Description of the task: Gather every line in the records below that contains the string "green", and copy each one unchanged.
--- start Data for processing ---
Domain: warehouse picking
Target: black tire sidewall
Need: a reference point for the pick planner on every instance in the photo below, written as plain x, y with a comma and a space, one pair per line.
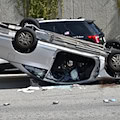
113, 52
110, 42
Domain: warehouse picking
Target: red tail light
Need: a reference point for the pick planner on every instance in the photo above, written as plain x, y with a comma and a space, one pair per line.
95, 38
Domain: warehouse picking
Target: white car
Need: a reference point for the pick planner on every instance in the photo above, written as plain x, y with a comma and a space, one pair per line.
55, 58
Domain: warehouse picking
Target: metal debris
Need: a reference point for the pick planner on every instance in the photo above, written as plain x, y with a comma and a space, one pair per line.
30, 89
6, 104
109, 100
55, 102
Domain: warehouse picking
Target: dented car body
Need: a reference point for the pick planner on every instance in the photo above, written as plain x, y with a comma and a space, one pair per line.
54, 58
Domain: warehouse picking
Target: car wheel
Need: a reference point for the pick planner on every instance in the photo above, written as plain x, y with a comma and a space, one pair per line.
29, 21
113, 61
113, 44
25, 40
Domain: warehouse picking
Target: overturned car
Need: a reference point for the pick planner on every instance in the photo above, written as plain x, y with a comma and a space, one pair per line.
55, 58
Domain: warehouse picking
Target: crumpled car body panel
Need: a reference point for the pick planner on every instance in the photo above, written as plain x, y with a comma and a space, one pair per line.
57, 59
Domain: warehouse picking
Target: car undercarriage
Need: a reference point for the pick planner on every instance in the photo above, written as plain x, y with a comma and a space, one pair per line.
59, 59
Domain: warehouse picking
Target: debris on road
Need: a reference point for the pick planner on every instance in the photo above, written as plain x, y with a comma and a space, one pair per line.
6, 104
28, 89
55, 102
62, 87
109, 100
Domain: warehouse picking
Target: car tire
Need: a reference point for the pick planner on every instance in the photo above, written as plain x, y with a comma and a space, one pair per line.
113, 44
113, 60
25, 40
29, 21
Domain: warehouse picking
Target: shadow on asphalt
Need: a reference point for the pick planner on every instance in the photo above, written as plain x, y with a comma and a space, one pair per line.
17, 79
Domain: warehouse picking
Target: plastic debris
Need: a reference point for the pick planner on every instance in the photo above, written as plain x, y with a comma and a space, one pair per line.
6, 104
78, 86
55, 102
112, 100
56, 87
106, 100
109, 100
28, 89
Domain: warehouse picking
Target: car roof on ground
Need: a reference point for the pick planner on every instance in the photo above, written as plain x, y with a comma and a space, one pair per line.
60, 20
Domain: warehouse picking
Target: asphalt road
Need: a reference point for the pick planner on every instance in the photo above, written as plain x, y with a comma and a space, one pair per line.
83, 102
79, 103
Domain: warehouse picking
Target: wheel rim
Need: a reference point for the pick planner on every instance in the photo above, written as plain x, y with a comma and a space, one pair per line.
25, 39
115, 62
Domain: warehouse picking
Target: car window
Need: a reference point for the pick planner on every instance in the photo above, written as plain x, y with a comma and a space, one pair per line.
77, 28
93, 27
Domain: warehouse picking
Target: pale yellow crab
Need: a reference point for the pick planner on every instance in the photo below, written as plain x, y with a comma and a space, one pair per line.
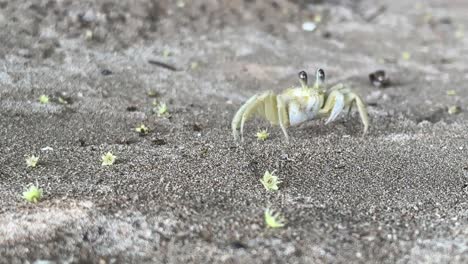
299, 104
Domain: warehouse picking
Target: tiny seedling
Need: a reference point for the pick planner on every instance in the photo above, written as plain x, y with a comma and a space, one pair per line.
161, 110
44, 99
142, 129
33, 194
194, 65
274, 219
270, 181
167, 53
263, 135
108, 159
31, 161
454, 110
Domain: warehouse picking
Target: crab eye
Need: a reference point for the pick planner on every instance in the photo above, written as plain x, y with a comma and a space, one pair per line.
321, 74
303, 76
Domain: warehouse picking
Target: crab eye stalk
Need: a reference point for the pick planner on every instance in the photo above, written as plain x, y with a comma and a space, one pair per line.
319, 78
303, 78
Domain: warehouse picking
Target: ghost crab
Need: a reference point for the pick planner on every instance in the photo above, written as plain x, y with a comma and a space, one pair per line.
299, 104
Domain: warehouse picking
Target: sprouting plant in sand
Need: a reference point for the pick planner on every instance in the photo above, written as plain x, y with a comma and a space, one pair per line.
455, 109
33, 194
270, 181
44, 99
274, 219
161, 109
142, 129
263, 135
31, 161
108, 159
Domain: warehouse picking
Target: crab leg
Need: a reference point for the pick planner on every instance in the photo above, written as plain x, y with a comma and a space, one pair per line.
282, 116
361, 109
335, 103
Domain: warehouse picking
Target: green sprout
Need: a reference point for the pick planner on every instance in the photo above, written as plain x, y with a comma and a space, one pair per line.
61, 100
270, 181
274, 219
33, 194
167, 53
161, 109
194, 65
31, 161
44, 99
108, 159
454, 110
142, 129
263, 135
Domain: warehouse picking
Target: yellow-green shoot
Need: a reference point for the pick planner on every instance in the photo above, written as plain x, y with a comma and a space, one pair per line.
406, 55
33, 194
44, 99
270, 181
31, 161
274, 219
108, 159
142, 129
162, 110
263, 135
454, 110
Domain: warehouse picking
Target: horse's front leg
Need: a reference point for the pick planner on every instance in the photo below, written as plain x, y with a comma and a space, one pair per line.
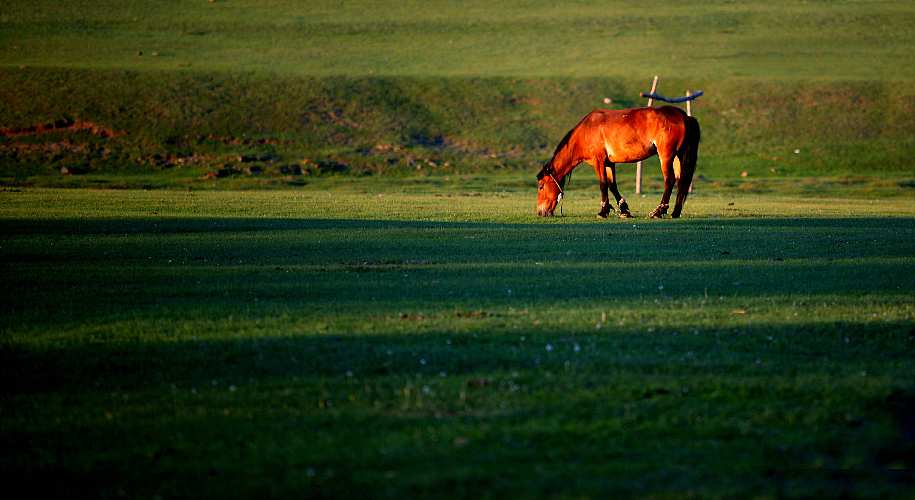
667, 168
605, 207
620, 201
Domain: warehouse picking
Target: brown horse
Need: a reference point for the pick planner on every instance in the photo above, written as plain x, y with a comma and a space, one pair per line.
606, 137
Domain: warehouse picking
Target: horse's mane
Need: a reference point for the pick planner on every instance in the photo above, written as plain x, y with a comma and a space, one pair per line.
565, 140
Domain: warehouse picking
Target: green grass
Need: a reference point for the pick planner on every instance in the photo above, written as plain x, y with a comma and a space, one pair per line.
427, 340
390, 88
361, 303
772, 40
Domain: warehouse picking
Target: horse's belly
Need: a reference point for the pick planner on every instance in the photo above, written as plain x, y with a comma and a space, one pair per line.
629, 152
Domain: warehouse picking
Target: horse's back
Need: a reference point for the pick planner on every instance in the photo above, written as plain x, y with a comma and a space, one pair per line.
629, 135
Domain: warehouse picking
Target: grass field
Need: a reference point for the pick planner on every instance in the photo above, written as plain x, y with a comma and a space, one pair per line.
260, 91
418, 341
287, 249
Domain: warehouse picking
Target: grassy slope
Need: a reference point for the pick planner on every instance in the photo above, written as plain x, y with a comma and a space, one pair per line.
474, 86
435, 342
411, 335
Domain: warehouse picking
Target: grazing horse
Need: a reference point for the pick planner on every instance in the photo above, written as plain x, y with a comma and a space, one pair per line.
606, 137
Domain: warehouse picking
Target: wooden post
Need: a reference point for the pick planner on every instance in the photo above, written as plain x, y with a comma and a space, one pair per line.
689, 112
638, 166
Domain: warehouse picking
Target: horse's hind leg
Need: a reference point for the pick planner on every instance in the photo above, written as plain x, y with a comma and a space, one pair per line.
667, 169
601, 172
684, 179
611, 177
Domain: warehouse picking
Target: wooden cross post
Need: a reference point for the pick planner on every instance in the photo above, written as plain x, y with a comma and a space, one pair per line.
638, 166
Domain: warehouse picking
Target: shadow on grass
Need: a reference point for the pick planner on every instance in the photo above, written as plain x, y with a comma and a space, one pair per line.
183, 225
801, 349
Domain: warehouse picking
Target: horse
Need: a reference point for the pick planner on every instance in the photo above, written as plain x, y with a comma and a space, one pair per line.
606, 137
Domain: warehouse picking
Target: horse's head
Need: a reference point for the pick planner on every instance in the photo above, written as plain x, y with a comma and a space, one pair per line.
549, 191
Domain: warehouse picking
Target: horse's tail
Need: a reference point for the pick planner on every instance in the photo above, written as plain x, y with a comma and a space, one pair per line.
688, 154
690, 150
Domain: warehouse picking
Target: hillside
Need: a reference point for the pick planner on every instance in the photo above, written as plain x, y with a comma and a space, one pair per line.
273, 91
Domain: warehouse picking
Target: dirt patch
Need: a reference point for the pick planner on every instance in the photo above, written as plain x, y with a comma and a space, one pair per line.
61, 125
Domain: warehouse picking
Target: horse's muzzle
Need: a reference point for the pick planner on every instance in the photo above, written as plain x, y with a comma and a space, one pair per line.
543, 212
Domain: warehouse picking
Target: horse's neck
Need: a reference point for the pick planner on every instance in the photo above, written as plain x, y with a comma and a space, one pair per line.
563, 163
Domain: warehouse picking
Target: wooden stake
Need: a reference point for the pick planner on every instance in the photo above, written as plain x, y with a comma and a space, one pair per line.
689, 112
638, 166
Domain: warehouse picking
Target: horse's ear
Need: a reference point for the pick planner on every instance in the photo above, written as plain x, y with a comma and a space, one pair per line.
542, 172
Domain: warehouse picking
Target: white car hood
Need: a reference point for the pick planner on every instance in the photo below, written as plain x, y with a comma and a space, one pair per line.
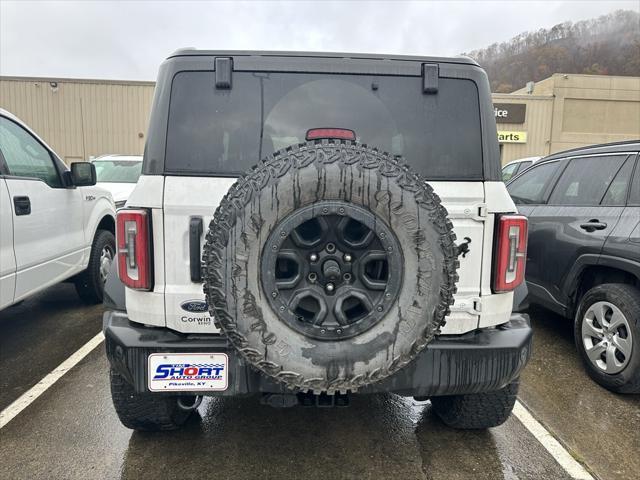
120, 191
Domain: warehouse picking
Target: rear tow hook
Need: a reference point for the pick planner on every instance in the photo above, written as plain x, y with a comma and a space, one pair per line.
196, 403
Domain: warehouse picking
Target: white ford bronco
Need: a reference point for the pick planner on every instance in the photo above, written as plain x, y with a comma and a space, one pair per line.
312, 226
55, 225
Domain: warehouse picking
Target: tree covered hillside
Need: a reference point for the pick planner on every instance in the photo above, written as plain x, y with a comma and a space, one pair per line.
607, 45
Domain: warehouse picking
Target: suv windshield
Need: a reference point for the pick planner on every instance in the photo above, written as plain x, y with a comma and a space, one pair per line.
225, 132
118, 171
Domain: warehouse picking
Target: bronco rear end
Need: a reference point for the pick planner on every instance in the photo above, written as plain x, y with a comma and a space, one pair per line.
313, 226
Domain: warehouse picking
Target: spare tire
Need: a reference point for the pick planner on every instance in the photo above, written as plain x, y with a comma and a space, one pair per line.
330, 266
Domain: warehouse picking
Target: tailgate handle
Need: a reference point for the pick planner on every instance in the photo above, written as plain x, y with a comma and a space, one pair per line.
195, 234
593, 225
22, 205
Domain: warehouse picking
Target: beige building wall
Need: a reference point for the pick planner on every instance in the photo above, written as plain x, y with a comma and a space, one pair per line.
537, 126
85, 118
82, 118
574, 111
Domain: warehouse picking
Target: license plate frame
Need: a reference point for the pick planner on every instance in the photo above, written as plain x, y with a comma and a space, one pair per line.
188, 372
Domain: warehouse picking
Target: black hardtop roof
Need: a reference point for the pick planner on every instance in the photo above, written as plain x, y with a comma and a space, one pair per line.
615, 147
192, 52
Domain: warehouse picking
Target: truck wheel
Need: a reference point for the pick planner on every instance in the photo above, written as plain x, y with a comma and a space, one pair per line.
477, 410
607, 335
330, 266
90, 283
146, 411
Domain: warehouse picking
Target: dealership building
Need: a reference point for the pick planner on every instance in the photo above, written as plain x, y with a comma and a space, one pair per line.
81, 119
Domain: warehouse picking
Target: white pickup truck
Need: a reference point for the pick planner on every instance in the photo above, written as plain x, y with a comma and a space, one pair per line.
55, 225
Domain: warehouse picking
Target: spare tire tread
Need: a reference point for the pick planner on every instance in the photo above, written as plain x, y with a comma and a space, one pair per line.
275, 166
477, 410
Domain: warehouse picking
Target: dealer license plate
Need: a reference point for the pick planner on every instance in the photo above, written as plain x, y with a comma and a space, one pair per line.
188, 372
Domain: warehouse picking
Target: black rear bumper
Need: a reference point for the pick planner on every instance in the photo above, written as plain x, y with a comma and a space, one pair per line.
479, 361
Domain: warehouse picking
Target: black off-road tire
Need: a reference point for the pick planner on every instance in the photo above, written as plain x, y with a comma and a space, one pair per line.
145, 411
477, 410
627, 299
300, 177
89, 284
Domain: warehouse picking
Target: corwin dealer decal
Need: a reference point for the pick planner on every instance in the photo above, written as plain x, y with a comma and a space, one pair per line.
194, 307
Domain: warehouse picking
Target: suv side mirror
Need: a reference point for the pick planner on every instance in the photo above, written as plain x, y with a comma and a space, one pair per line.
83, 174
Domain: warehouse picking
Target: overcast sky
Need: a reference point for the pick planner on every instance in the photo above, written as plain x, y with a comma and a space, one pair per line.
129, 39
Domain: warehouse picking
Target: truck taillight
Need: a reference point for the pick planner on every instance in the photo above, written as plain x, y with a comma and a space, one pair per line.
511, 253
134, 248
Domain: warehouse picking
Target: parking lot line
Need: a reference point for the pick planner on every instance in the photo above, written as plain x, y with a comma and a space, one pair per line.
39, 388
557, 451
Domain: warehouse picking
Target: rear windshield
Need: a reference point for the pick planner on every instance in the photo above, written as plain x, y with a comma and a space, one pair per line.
225, 132
118, 171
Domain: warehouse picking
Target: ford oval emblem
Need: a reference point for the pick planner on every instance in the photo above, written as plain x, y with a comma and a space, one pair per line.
195, 306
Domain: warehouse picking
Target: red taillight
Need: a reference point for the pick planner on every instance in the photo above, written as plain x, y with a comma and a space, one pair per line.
511, 253
134, 248
341, 133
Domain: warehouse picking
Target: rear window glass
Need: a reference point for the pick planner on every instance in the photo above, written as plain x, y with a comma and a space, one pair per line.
581, 185
225, 132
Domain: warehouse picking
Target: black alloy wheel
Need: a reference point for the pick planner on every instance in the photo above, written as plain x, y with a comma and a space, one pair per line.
331, 270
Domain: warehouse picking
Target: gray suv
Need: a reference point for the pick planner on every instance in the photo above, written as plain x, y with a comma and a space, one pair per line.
583, 260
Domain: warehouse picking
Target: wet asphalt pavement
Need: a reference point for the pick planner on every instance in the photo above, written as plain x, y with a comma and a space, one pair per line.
72, 432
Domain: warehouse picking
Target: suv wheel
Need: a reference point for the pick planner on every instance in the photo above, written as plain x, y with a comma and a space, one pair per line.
146, 411
330, 266
477, 410
90, 283
607, 332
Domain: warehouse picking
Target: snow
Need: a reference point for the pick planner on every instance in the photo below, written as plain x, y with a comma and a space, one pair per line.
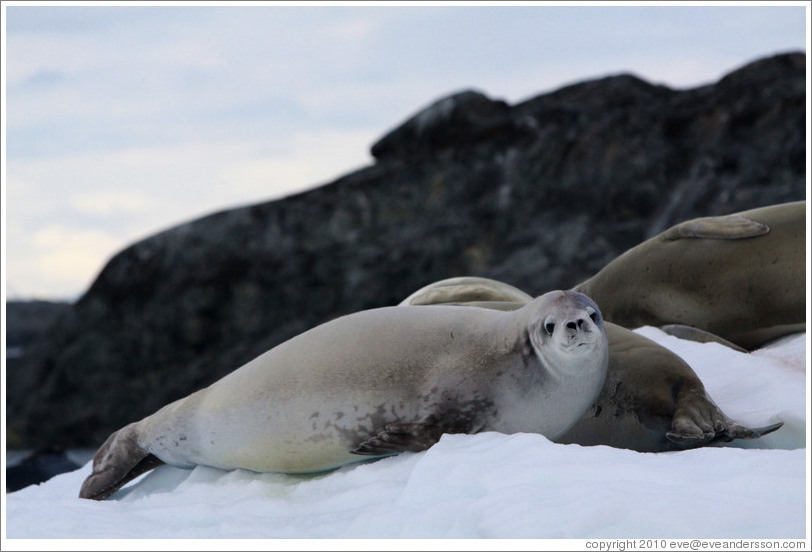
--- end Data for processing ---
Exercise output:
Target: green sprout
Target: yellow-green shoot
Target: green grass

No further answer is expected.